> _Given exercise_
Reproduce every line of the records below, including the text that precedes each answer, but raise every coordinate in the answers by 26. Omit the pictures.

> _Provided material_

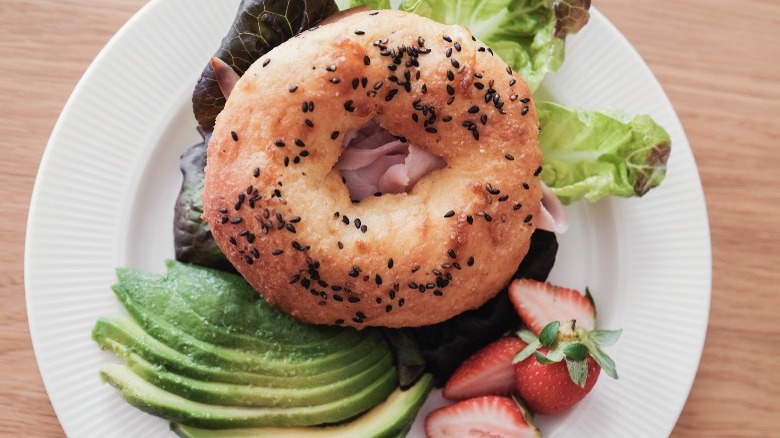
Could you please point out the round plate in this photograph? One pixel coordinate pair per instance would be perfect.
(109, 177)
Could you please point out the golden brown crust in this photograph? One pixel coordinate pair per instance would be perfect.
(284, 218)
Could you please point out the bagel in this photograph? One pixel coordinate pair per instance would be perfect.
(283, 216)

> _The completed task_
Could you please point out the round plate in this photograph? One pixel coordinate pair per instance would be perfect.
(135, 203)
Could you please point out the golden brown crust in this photograph? One pixel coordinate pair per instance would be perfect.
(310, 244)
Could you please point out the bagel in this photograph? One pixel coordinate pair per instance would be perfect.
(309, 242)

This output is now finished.